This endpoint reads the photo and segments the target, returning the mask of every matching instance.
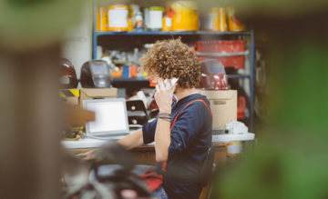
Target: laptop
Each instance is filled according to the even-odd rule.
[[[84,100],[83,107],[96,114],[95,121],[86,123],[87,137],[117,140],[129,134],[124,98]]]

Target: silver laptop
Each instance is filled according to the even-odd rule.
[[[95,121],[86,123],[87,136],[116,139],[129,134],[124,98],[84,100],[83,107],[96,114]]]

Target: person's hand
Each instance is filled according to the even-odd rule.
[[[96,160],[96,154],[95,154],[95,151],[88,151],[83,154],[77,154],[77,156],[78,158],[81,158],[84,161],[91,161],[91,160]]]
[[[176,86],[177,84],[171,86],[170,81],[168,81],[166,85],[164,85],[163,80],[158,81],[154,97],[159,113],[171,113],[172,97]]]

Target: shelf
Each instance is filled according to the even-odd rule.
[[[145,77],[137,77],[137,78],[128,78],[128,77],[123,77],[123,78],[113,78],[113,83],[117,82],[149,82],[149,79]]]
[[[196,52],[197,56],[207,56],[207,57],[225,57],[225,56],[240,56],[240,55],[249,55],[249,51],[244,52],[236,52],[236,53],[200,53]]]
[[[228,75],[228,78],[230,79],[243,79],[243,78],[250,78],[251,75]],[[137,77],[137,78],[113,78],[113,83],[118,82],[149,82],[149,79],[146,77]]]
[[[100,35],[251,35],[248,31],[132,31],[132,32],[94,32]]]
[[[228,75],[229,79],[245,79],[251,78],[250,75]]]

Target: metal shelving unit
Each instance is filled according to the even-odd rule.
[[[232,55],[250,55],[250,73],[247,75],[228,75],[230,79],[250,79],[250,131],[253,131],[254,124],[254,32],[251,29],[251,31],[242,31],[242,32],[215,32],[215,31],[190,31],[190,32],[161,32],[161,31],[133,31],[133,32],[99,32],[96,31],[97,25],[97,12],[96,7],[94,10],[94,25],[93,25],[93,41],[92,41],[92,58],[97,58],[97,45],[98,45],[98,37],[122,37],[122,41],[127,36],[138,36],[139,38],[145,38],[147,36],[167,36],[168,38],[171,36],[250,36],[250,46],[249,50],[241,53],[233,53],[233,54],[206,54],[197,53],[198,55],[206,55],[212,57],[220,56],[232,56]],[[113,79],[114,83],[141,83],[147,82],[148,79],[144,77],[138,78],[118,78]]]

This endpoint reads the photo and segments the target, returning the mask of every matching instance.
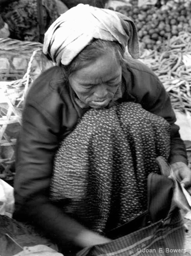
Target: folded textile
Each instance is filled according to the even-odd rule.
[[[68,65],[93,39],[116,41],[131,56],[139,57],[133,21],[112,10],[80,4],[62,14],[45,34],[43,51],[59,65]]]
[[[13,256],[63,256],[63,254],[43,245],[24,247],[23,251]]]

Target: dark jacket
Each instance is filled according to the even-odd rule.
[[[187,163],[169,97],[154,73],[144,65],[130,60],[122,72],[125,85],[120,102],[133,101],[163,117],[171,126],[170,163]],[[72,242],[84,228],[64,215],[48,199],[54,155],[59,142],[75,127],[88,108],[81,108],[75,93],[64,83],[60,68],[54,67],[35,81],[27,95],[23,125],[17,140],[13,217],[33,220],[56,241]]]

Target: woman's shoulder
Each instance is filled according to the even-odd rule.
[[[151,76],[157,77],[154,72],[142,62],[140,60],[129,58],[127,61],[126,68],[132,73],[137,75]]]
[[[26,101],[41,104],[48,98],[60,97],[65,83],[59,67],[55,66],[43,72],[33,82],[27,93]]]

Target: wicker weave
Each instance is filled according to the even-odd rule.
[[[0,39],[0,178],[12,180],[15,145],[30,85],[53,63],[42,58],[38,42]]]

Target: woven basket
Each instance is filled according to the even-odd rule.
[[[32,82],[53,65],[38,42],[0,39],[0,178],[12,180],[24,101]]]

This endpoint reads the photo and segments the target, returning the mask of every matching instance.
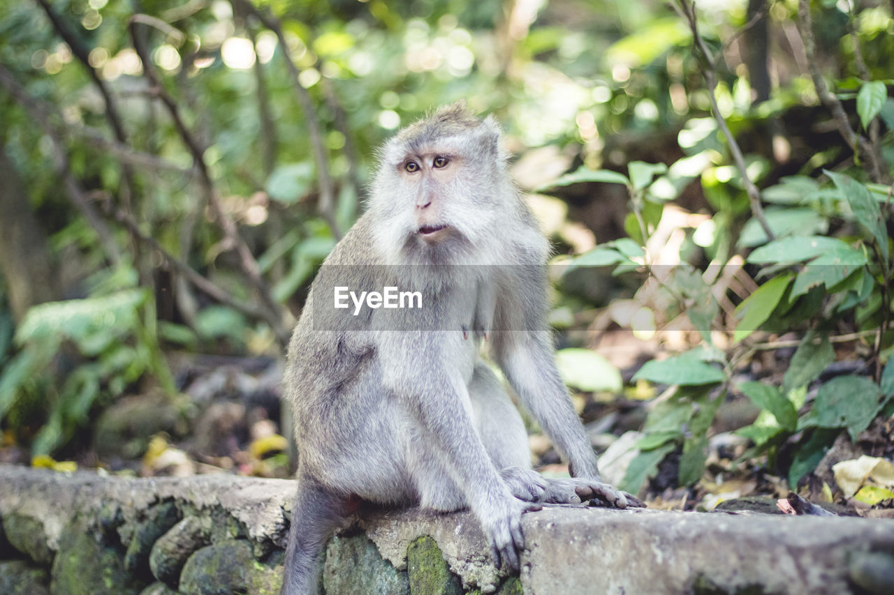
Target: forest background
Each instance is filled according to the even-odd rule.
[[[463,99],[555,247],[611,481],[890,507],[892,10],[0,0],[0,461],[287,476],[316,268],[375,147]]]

...

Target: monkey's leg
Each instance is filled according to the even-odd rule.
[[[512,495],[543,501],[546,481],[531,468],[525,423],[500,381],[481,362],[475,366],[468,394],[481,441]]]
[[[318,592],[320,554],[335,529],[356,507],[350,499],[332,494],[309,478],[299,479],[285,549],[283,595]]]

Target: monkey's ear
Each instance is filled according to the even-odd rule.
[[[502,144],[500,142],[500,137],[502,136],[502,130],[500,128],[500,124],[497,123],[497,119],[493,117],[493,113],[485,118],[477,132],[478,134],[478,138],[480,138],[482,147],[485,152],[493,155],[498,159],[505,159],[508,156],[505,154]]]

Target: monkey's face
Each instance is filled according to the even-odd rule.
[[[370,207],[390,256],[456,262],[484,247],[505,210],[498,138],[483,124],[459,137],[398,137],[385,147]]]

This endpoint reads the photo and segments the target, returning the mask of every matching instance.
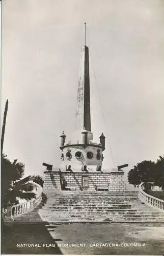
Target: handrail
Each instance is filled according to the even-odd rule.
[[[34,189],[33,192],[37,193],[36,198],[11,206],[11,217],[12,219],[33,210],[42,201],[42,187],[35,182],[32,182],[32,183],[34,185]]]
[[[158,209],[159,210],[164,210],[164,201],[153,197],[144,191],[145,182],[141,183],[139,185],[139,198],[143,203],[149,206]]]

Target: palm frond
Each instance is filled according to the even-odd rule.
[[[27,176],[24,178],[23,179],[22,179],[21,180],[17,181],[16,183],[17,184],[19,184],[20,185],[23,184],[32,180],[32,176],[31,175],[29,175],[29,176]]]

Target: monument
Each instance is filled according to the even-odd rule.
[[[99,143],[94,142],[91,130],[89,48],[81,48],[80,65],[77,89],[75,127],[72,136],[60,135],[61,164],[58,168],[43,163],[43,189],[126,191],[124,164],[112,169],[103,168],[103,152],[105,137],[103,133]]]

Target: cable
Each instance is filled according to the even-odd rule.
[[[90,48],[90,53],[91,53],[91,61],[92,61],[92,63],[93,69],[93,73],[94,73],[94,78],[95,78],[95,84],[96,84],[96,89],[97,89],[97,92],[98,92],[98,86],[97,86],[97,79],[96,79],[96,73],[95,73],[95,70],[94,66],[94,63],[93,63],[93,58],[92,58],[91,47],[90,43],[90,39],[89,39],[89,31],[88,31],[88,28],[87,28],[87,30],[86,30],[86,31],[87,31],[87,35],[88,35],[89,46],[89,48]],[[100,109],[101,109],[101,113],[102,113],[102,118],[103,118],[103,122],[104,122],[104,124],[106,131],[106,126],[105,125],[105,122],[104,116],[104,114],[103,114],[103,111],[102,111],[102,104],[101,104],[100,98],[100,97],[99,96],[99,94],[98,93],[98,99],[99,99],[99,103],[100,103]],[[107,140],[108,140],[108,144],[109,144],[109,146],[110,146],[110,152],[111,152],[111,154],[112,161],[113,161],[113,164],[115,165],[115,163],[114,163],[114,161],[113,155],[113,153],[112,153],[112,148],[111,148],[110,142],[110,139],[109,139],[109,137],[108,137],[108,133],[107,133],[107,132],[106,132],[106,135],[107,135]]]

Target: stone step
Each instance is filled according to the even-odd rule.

● JOB:
Please pick out every line of the material above that contains the word "laptop", matching case exactly, and copy each one.

● TASK RESPONSE:
Target: laptop
Target: silver laptop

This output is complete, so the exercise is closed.